• _REQUIRED ACTIONS_
[A] Answer these about the essay on working in mental health:
(i) What did the receptionist notice about the writer?
(ii) Which careers are named as examples of honorable service to others?
(iii) What three things does the essay say force many in the field to go private?
[B] Rewrite the part of the essay on working in mental health starting at "This is where" and ending at "sorry for me?", putting "surgeon" in place of "doctor".

• _EXTRACT TO READ_
Recently I was at an appointment when the receptionist noticed I was dressed far nicer than usual and inquired why. I proudly told her I was working full-time again, and when she asked what I was doing, my pride swelled even further as I announced I worked with people who were mentally ill. The frown on her face was instantaneous as she muttered her apologies. I knew that those with mental illnesses faced a horrible stigma, but I was unaware mental health professionals faced that stigma as well.
This is where I am at a complete loss, because I always thought working in the medical field was prestigious, as in “Your child is a doctor? You must be so proud!” Another thought I had was that those who make a career out of serving others was honorable, like those in the military, firefighters, etc. So why is it that I am constantly having to explain to others that my career choice wasn’t a last resort because I couldn’t find anything else or anything better? Why do others feel sorry for me?
Well before I ever dreamed of walking down this path, I had felt that mental health professionals were unsung heroes who were in the position on often pushing a boulder up a hill. Insurance companies treat mental health benefits separate from other medical benefits, even though mental illnesses are in fact medical conditions; there are often much lower provider reimbursements in comparison to other medical professionals, lots of red tape involving authorizations and unrealistic visit limitations that force many in the field to go private in order to make their career livable. The result is less providers accepting insurances and fewer cost efficient options for patients to receive the care they need. Being a mental health professional is by no means a flashy, high profile, or high paying career in most instances; in my personal experience, those who choose this path do so because of the genuine want to make a difference. Glamorous hardly, respectable highly so.

[Items listed in a dataset]
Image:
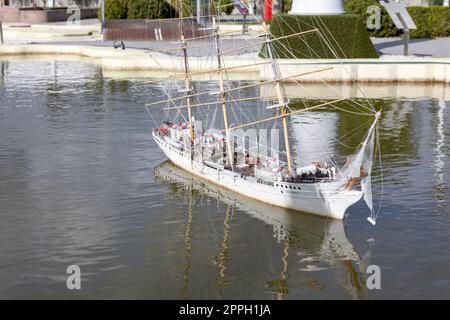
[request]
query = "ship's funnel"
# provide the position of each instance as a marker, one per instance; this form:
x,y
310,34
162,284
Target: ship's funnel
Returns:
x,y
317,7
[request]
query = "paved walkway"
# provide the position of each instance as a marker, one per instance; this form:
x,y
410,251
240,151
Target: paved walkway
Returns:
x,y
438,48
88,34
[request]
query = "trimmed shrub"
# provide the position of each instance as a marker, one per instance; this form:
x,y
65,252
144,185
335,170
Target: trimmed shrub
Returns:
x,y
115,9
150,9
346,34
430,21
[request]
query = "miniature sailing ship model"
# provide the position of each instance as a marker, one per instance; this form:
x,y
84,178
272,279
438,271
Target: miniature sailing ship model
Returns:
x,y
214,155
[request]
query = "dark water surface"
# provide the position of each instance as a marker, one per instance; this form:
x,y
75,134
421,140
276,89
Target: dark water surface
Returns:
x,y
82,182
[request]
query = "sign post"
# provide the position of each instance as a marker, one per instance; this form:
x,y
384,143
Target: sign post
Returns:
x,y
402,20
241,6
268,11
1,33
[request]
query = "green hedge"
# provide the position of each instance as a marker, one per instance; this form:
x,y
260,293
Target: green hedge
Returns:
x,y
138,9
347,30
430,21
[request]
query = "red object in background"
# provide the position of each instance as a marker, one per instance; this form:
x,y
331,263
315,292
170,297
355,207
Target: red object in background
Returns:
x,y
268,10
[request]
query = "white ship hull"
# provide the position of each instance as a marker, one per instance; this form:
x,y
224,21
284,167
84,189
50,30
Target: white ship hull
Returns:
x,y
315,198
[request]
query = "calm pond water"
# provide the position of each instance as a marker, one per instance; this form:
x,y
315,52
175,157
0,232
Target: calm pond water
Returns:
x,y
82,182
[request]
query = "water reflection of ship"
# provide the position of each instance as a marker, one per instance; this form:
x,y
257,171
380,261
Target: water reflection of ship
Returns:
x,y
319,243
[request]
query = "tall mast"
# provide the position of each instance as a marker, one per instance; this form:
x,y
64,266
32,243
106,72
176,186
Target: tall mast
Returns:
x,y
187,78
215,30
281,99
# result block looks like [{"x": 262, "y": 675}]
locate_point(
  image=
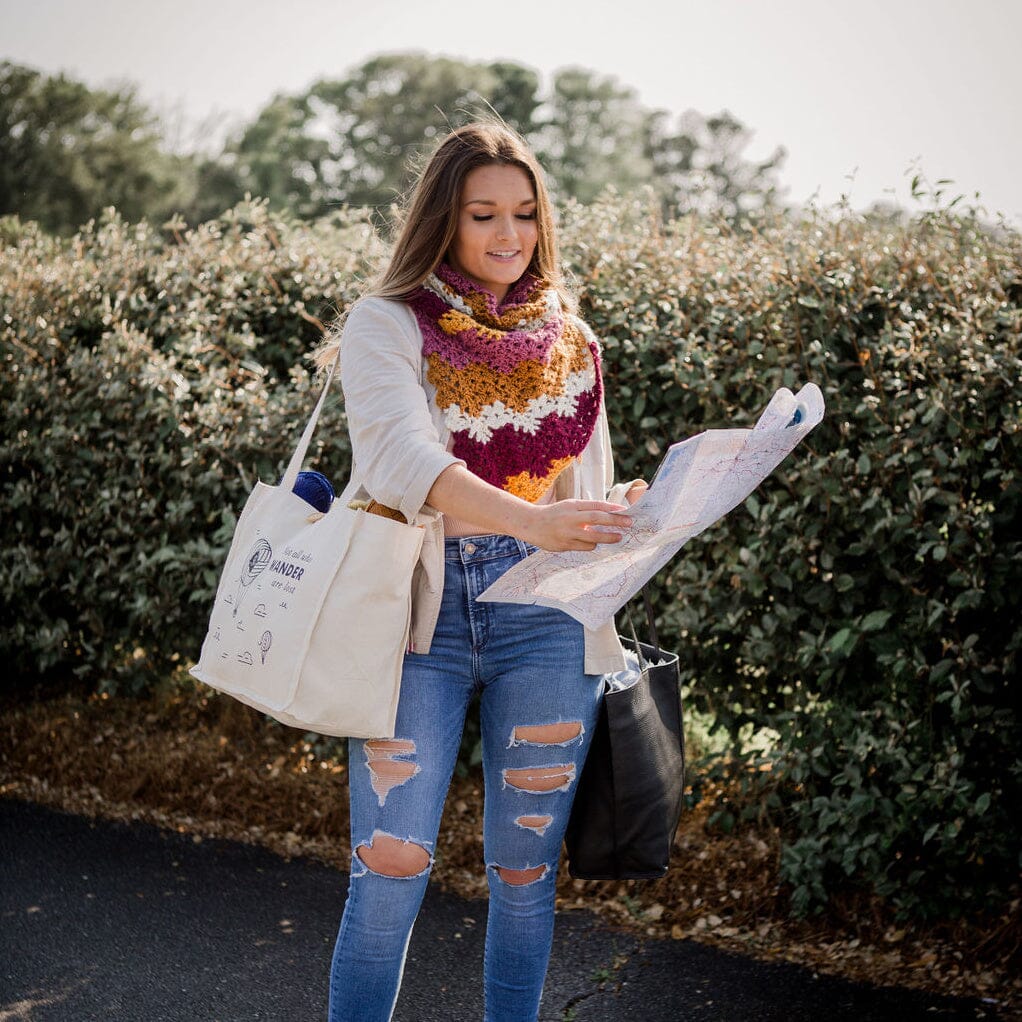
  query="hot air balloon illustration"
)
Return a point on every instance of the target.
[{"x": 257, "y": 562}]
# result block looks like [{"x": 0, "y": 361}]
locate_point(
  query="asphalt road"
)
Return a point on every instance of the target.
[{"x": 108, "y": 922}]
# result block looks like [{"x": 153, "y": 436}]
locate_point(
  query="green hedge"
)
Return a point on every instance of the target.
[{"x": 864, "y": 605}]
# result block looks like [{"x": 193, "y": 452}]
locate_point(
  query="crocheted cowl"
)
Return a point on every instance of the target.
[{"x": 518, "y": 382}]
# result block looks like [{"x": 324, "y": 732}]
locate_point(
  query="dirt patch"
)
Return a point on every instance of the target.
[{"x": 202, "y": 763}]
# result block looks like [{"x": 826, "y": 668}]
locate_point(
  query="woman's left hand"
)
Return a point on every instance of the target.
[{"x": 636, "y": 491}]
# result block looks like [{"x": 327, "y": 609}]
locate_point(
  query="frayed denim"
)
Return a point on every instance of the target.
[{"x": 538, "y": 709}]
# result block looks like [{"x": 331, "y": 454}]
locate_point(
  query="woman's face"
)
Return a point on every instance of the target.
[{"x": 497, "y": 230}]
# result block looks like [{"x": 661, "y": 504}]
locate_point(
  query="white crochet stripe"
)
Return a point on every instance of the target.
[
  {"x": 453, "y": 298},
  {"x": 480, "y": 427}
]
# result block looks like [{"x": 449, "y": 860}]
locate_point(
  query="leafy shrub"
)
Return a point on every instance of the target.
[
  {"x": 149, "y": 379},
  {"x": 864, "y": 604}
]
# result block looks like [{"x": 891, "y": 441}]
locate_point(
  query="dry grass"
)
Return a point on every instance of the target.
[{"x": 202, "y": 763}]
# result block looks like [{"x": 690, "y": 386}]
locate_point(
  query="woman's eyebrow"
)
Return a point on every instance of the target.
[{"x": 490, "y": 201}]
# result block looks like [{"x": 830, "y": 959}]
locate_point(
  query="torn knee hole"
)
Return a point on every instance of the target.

• _TASK-BY-TASK OUTPUTS_
[A]
(i) The writer was dressed far nicer than usual.
(ii) Those in the military and firefighters.
(iii) Much lower provider reimbursements, lots of red tape involving authorizations, and unrealistic visit limitations.

[B]
This is where I am at a complete loss, because I always thought working in the medical field was prestigious, as in “Your child is a surgeon? You must be so proud!” Another thought I had was that those who make a career out of serving others was honorable, like those in the military, firefighters, etc. So why is it that I am constantly having to explain to others that my career choice wasn’t a last resort because I couldn’t find anything else or anything better? Why do others feel sorry for me?